▶ **Supplied material**

------------------------------------

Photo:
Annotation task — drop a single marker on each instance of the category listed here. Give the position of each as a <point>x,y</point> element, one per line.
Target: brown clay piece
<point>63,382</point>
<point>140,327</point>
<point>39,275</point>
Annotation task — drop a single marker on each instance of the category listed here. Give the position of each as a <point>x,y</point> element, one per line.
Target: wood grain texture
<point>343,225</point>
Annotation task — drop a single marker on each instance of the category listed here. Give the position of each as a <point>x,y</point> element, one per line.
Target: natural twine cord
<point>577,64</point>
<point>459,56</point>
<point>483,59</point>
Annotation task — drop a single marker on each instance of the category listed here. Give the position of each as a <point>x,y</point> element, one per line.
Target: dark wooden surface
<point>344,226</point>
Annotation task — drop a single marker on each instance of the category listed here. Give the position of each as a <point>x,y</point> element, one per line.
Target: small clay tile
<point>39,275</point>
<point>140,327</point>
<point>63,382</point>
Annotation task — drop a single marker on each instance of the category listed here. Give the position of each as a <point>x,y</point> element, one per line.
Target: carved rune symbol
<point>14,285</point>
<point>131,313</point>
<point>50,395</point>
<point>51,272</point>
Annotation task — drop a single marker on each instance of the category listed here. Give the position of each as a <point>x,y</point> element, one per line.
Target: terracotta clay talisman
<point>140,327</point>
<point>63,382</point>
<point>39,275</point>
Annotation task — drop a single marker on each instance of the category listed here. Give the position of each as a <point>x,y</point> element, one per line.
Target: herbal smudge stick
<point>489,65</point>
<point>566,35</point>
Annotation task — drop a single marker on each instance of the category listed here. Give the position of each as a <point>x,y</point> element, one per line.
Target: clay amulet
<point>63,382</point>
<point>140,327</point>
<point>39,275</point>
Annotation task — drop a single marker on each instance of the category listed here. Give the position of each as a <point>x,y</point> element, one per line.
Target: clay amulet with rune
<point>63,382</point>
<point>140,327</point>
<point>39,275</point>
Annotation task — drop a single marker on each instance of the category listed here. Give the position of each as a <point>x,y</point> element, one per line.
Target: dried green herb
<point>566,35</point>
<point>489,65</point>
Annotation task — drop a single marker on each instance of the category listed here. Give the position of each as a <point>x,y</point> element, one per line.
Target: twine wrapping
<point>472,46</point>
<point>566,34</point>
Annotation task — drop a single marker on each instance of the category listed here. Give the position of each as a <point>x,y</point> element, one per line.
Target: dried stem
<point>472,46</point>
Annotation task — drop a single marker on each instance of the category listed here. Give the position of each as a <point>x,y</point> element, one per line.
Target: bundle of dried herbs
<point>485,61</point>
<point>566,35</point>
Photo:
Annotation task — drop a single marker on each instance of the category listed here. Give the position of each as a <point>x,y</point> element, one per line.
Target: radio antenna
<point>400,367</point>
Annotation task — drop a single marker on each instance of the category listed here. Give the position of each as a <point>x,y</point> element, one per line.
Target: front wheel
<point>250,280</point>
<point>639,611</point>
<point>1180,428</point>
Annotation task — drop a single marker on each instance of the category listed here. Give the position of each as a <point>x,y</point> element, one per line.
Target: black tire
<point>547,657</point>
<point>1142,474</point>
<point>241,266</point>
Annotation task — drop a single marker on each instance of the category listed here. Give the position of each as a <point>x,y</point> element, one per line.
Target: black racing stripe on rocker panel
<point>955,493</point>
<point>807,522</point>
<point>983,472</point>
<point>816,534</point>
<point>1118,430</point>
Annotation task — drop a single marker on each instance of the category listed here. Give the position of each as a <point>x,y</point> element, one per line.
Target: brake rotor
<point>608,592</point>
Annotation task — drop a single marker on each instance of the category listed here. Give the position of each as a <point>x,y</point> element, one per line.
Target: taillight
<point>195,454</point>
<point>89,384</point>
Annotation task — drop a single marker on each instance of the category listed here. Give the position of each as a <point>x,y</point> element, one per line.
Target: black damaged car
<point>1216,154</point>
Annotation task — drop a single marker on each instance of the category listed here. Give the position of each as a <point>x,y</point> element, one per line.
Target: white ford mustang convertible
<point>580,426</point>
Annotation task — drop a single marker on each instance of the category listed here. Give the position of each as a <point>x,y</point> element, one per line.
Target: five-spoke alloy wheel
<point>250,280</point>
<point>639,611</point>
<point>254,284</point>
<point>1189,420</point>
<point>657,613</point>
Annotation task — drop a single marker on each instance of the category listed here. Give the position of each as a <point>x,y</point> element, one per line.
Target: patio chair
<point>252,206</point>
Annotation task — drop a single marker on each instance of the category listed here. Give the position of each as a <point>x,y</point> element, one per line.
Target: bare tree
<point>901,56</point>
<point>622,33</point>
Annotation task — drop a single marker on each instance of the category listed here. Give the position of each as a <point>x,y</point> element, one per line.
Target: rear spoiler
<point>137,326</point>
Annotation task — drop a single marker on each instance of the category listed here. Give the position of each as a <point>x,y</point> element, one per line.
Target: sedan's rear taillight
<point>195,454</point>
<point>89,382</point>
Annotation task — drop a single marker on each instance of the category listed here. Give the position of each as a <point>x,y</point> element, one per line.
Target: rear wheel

------------------------------------

▶ **What to do**
To complete the exercise, print all of the entries exactly.

▶ **Result of this task**
Photo:
Annotation task — drop a single marker on each instance of the category listed here. Give the position of each as a <point>x,y</point> element, one per line.
Target: brown clay piece
<point>63,382</point>
<point>140,327</point>
<point>39,275</point>
Annotation task — drop a single marker on each instance of the category listed here. Give the position of each as a <point>x,y</point> element, one per line.
Target: wood grain texture
<point>343,225</point>
Annotation task — drop a single marker on each instance of the category listed here. Give the position of each as a <point>x,y</point> element, one per line.
Target: natural twine cord
<point>577,64</point>
<point>459,56</point>
<point>483,59</point>
Annotation task — drop a single marker on each instance of the category listed here. Give the position of each as a <point>x,y</point> element, one per line.
Target: dark wooden surface
<point>344,226</point>
Annotation task — drop a single marker on each instance of the category listed here. Give the position of each as a <point>x,y</point> element, one per line.
Target: small clay tile
<point>39,275</point>
<point>140,327</point>
<point>63,382</point>
Annotation task — drop a single marker on each instance of the category listed here. Give the position of each as a <point>x,y</point> element, one per line.
Target: carved rune symbol
<point>14,285</point>
<point>131,313</point>
<point>50,395</point>
<point>51,272</point>
Annotation task — drop a single marker on each instance of the category listed here. Give the position of each as a <point>x,y</point> element, one per line.
Target: terracotta clay talisman
<point>140,327</point>
<point>63,382</point>
<point>39,275</point>
Annotation task — drop a single marker on each instance of the category listed here. Give the position of each as a <point>x,y</point> element, one per line.
Target: herbal smudge stick
<point>489,65</point>
<point>566,35</point>
Annotation task — drop a single marker on each instance of the category listed here. Give the position of each as a <point>x,y</point> element, one per line.
Target: clay amulet
<point>63,382</point>
<point>140,327</point>
<point>39,275</point>
Annotation task — drop a single marker on each instance of the category listed here. Give the position of each as a <point>x,y</point> element, one per line.
Target: clay amulet with rune
<point>63,382</point>
<point>140,327</point>
<point>39,275</point>
Annotation task — drop a single marker on each instance of the category listed here. Give the position of each as a <point>x,y</point> element, one per line.
Target: dried green herb
<point>566,35</point>
<point>489,65</point>
Annotation task — drop a single marker on each instance of the category listed here. Give the position of each as a <point>x,y</point> element, one per line.
Target: twine wrapping
<point>472,46</point>
<point>566,34</point>
Annotation task — drop a single marker on each instance of the category listed here. Give the position of each as a <point>x,y</point> element, one per line.
Target: dried stem
<point>472,46</point>
Annotation task — drop a single marker on each instance of the category listed here. Give the position of each as a <point>x,y</point> element, one per line.
Target: bundle of dried herbs
<point>485,61</point>
<point>566,35</point>
Photo:
Annotation task — drop a single marker on each instance of the category listed here. Give the position of each as a <point>x,y</point> element, one per line.
Target: radio antenna
<point>400,367</point>
Annotation task — drop a single marker on each instance of the category listed here. Give the position of each as a <point>x,y</point> element, one per line.
Target: front wheel
<point>250,280</point>
<point>639,611</point>
<point>1180,428</point>
Annotation task — drop a single marker on each instance of the category listed here. Give the position of each as a <point>x,y</point> element, one per line.
Target: black tire
<point>547,657</point>
<point>1142,474</point>
<point>241,266</point>
Annotation task — drop a single marker on each instance of the category listed here. Give the position of each as a <point>x,y</point> element, one per line.
Target: black racing stripe on rocker panel
<point>955,493</point>
<point>807,522</point>
<point>983,472</point>
<point>816,534</point>
<point>1118,430</point>
Annotation task — drop a single marker on each instance of the category listed here. Give the position of each as a <point>x,y</point> element, one per line.
Target: brake rotor
<point>608,592</point>
Annotation task — drop a single marker on each instance of the category listed here. Give the position of each as a <point>x,y</point> element, one per line.
Target: taillight
<point>195,454</point>
<point>89,384</point>
Annotation task — drop a single marker on each instance of the category listed here. Give the position of each as a <point>x,y</point> element, one per line.
Target: black damaged car
<point>1216,154</point>
Annotation task — drop a single marker on each instance of the category listed here. Give the position of each as a <point>x,y</point> element, one per line.
Target: white ford mustang convertible
<point>580,426</point>
Annotation task — drop a single marker on each instance of the category listed here. Give the position of each as a <point>x,y</point> element, one per line.
Target: five-spoke alloy wheel
<point>250,280</point>
<point>639,611</point>
<point>254,284</point>
<point>1189,420</point>
<point>657,613</point>
Annotation task — drop a single marker on each instance of the category listed here. Give the position of each as a <point>x,y</point> element, one per line.
Target: patio chair
<point>252,206</point>
Annotation task — drop a single marker on each instance of the category listed here. Give the position of each as a <point>x,y</point> element, one per line.
Target: bare tree
<point>901,56</point>
<point>622,33</point>
Annotation task — drop a single marker on each instance of the category listed here. Give the position of each as a <point>x,y</point> element, one per line.
Target: rear spoiler
<point>137,326</point>
Annotation task — drop a single marker on each instance of the category listed here. Give the position of each as a <point>x,y</point> element, one per line.
Target: sedan's rear taillight
<point>195,454</point>
<point>89,382</point>
Annotation task — drop a single marker on each instance of the category listed here. Give the position of each as a <point>x,y</point> element, one per line.
Target: rear wheel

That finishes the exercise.